Exercises:
• a. Answer these questions from the sermon excerpt, one per line:
(i) Which Bible passage was written all over the walls of the speaker's palace?
(ii) What does the speaker call their greatest flaw?
(iii) Once the speaker entered higher education, what made them feel severely threatened?
• b. Return the passage of the sermon excerpt starting with "But reality, however, is" and going on through "of teenage discovery.", word for word.

Source extract:
But all kidding aside, I really did have such a Bible, and I took its possession and contents very seriously. And outside of not always honoring thy parents, and occasionally treating my brother like an indentured servant, I say I followed it pretty good, and was a through-and-through earnest Christian. Well, at least, what I thought was an earnest Christian.

You see, for me and my then unchallenged system of beliefs, Christian living was simply abiding by the rules – a laundry list of do’s and don’ts. If I did or didn’t was the principle that qualified me as a follower of Christ. And more, if others didn’t and did, then that’s what qualified them as sinners unworthy of my time.

But as all of you know from our confirmation class, and as many of you articulated so eloquently in your faith statements, Jesus’ ministry wasn’t focused strictly on the rules, the Law. Rather, Jesus came to create a new law, marked by the greatest commandments of them all: to love your God and to love your neighbor – to create a harmony between the two all the days of your life.

But back then, when I was your age, I was just too proud to acknowledge this radiance, in fact, I only continued to blindly neglect it. I was so concerned with the ills of others that I never saw the plank beginning to rot in my own eye. And thus, I bricked myself off like those anchorites, erecting walls around me as my circumference, hiding within my own palace of illusion and believing that I was in the right to do so!

And you know what I did within that palace? Like so many of us who find ourselves there, I used the Bible to justify my presence. For written over and again all over those walls was my trusted passage, Romans 12:2. “Do not be conformed to the world, but be transformed by the renewing of your mind.” I would keep muttering it to myself, fashioning it as my safety blanket, even though I had scarcely an idea what it actually meant to begin with. And thus, I remained ignorant, and focused my energies on not conforming to the outside secular world, believing that as long as I did so, I would be walking right by God finding my mind in a perpetual state of renewal.

But reality, however, is often so different than what our ambitions dream. For it was precisely because I didn’t create a harmony between myself and my surrounding society that I never really renewed my mind; rather, I only confined it to a static existence within my own little plastic prison in a misguided attempt to avoid those uncomfortable years of teenage discovery.

And thus, there were so many years and so many potential experiences that I lost to the onward march of time; and all because I harped on a passage that I never clearly understood. In retrospect, I’ve always wondered who I would have been if I had just continued reading that chapter, even just the next verse. Perhaps even my father wouldn’t have the gray hair he does now.

Paul writes in verse 3, “For by the grace given to me I say to everyone among you not to think of yourself more highly than you ought to think, but to think with sober judgment, each according to the measure of faith that God has assigned.” Not to think of yourself more highly than you ought to think – that was my greatest flaw. I was so sure of my superiority, my purity, my faith and lifestyle being correct, that I never humbled myself to think otherwise. And so I distanced myself from “inferior” others, and did so while claiming a belief in Jesus Christ who strictly ministered to the essence of humility. Wow, truly how misguided was I?

And this refusal to appreciate anything or anyone of secular origin stayed with me into college. Now to be fair, in those years, I eventually became more socially lighthearted and in the process achieved both great and substantial friendships; but still, I couldn’t shake myself entirely from the grave suspicion of what the world could offer – the womb of blind faith was still my home. Thus, when I finally entered into the platform of higher education, I found myself severely threatened by the promotion of scientific reason and the post-modern mentality known as skepticism.

Provided material:
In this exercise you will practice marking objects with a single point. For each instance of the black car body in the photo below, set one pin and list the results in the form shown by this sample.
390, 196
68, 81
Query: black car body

Exercise answers:
• a.
(i) Romans 12:2
(ii) Thinking of themselves more highly than they ought to think
(iii) The promotion of scientific reason and the post-modern mentality known as skepticism

• b.
But reality, however, is often so different than what our ambitions dream. For it was precisely because I didn’t create a harmony between myself and my surrounding society that I never really renewed my mind; rather, I only confined it to a static existence within my own little plastic prison in a misguided attempt to avoid those uncomfortable years of teenage discovery.